--- Input data Enclosed Below ---
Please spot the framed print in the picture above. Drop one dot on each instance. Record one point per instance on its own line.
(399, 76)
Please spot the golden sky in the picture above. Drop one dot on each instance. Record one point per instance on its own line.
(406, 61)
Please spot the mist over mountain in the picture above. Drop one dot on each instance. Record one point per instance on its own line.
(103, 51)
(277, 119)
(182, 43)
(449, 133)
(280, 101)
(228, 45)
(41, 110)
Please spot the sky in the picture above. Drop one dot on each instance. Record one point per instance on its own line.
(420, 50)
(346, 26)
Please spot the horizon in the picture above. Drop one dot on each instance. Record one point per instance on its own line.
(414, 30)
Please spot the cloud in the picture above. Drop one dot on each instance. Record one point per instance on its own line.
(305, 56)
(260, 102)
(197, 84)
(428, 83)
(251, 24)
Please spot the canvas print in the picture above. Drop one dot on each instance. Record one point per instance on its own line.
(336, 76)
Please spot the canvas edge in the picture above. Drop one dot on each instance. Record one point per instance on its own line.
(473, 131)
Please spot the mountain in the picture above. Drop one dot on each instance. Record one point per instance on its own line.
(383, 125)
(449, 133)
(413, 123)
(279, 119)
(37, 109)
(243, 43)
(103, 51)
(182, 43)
--- End of Enclosed Input data ---
> **What you have to do**
All of the records should be transcribed exactly, with nothing left out.

> **Solution**
Please spot the framed print in the picture above. Drop one dot on each instance. Record one point per instance on its own line.
(399, 76)
Please spot the golden sky in the picture above. Drop one dot on each instance. Record one point per instance on its own line.
(406, 61)
Please spot the mist over mountain in the picture above. Drop one dot on each instance. Record one point per instance on its own line.
(103, 51)
(277, 119)
(182, 43)
(449, 133)
(280, 101)
(228, 45)
(41, 110)
Please spot the sky in the picture above. Drop one dot on each instance. Record one point per instance on its own line.
(420, 50)
(346, 26)
Please spot the horizon in the picture above. Drop one dot on each instance. Record one point per instance on its own line.
(414, 30)
Please spot the cloud in the picture above. Drop one dot on each instance. Record one point per instance on its own line.
(305, 56)
(260, 102)
(197, 84)
(428, 83)
(251, 24)
Please spot the canvas print in the picture above. Drop one dot on each instance. Record one point per instance on its own line.
(336, 76)
Please spot the canvas edge in the picture above. Drop one dot on each instance. Record one point per instance on its own line.
(473, 131)
Please spot the mountain in the picture above. Drop one dot on each instance. Record one point per instance on its own line.
(383, 125)
(449, 133)
(413, 123)
(279, 119)
(37, 109)
(243, 43)
(103, 51)
(182, 43)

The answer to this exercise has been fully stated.